_TASK REQUIREMENTS_. Print the full Advent reflection below word for word, leaving nothing out.

_EXCERPT_.
The day of our Lord Jesus Christ is a glorious day. And this Advent time is a time in which we are reminded that this is exactly what we are looking toward and longing for in our spiritual lives. This day of our Lord Jesus Christ is the day when the light of Christ breaks through into the darkness of our lives. It is the day in which the blinding, all encompassing Light of Christ breaks into not only our collective darkness, but also into our personal, individual darknesses as well.
And it is there. The day is just there beyond our spiritual vision. In the darkest moments of the night, it is hard to imagine the dawn. But that day is about dawn into our lives.
Which leads us to the second point of which we are reminded. In our Gospel, we find the rallying cry of Advent—the word that captures perfectly what we should be doing during this season. It’s just one simple word.
“Watch.”
Our job as Christians is sometimes no more than this. It is a matter of watching. Our lives as Christians are sometimes responses to our watching. For those of us impatient in our watching, our impatience sometimes manifests itself in our spiritual life and in our relationship with others. When we become impatient in our watching, we sometimes forget what it is we are watching for. We sometimes, in our intense watching, fail to see.

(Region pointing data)
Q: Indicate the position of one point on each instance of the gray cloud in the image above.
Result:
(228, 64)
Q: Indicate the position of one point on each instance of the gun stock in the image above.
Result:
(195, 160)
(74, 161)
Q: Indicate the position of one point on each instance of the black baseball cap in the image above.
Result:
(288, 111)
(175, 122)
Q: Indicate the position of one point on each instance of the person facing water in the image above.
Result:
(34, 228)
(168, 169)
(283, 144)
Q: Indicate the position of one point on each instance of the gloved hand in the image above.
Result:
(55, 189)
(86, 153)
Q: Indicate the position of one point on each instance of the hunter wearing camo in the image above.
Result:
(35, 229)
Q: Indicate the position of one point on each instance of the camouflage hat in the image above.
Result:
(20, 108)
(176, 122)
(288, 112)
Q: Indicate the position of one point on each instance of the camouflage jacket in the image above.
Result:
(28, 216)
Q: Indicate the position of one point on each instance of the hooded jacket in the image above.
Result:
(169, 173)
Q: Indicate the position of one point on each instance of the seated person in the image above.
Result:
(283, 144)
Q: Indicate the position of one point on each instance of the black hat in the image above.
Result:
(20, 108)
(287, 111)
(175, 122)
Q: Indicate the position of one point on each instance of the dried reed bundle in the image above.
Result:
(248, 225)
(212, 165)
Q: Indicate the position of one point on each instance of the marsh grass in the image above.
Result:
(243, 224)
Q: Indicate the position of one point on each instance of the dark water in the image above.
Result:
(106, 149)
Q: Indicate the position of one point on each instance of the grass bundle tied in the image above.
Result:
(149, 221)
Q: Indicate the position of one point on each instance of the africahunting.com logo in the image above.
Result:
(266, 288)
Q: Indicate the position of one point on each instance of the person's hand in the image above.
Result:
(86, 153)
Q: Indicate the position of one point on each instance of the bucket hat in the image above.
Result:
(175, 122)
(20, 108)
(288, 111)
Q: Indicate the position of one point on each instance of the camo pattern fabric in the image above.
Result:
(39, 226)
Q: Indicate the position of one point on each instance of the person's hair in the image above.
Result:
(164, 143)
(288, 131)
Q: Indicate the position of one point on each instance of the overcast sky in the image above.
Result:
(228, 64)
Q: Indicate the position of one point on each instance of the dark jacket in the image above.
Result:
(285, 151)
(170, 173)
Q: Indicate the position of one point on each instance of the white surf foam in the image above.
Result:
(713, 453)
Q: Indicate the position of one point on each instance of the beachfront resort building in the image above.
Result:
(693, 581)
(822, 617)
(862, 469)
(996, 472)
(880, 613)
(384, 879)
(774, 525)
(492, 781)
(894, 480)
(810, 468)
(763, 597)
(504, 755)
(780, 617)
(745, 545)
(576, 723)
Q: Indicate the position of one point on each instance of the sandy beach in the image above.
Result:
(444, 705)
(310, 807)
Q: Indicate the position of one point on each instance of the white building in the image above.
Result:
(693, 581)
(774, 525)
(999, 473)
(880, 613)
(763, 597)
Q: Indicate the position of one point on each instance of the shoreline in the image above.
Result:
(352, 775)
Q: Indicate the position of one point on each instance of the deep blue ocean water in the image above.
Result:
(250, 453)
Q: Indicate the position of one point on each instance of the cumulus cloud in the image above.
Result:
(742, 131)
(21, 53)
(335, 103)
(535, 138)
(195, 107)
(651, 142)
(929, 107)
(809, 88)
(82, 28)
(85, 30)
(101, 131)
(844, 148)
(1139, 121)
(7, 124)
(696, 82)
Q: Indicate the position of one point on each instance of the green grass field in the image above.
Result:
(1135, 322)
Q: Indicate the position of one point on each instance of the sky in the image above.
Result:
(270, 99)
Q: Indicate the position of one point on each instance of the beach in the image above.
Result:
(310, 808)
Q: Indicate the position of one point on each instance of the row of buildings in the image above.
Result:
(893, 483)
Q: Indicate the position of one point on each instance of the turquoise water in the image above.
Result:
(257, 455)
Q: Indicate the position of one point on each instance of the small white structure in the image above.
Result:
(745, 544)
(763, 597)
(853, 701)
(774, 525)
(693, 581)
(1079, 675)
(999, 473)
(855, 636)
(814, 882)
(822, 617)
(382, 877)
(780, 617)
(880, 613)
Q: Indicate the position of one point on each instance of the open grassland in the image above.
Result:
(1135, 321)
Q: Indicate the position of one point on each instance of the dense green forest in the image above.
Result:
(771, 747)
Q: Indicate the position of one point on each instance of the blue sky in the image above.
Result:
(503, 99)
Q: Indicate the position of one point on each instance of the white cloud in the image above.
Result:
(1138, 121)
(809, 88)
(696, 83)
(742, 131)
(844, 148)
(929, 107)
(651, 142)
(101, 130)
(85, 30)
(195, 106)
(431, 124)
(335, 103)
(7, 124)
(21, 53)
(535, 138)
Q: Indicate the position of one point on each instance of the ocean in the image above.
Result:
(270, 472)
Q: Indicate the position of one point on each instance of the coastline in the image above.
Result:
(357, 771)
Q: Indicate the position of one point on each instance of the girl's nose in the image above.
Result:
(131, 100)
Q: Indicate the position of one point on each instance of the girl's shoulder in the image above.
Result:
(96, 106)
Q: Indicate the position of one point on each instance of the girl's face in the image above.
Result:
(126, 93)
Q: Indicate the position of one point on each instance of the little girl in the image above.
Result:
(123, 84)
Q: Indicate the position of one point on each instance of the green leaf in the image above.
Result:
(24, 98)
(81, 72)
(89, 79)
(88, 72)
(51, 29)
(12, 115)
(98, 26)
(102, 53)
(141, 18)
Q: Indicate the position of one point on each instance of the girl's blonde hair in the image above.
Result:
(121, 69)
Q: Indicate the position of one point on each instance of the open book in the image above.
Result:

_RESULT FOR THIS EXERCISE_.
The day of our Lord Jesus Christ is a glorious day. And this Advent time is a time in which we are reminded that this is exactly what we are looking toward and longing for in our spiritual lives. This day of our Lord Jesus Christ is the day when the light of Christ breaks through into the darkness of our lives. It is the day in which the blinding, all encompassing Light of Christ breaks into not only our collective darkness, but also into our personal, individual darknesses as well.
And it is there. The day is just there beyond our spiritual vision. In the darkest moments of the night, it is hard to imagine the dawn. But that day is about dawn into our lives.
Which leads us to the second point of which we are reminded. In our Gospel, we find the rallying cry of Advent—the word that captures perfectly what we should be doing during this season. It’s just one simple word.
“Watch.”
Our job as Christians is sometimes no more than this. It is a matter of watching. Our lives as Christians are sometimes responses to our watching. For those of us impatient in our watching, our impatience sometimes manifests itself in our spiritual life and in our relationship with others. When we become impatient in our watching, we sometimes forget what it is we are watching for. We sometimes, in our intense watching, fail to see.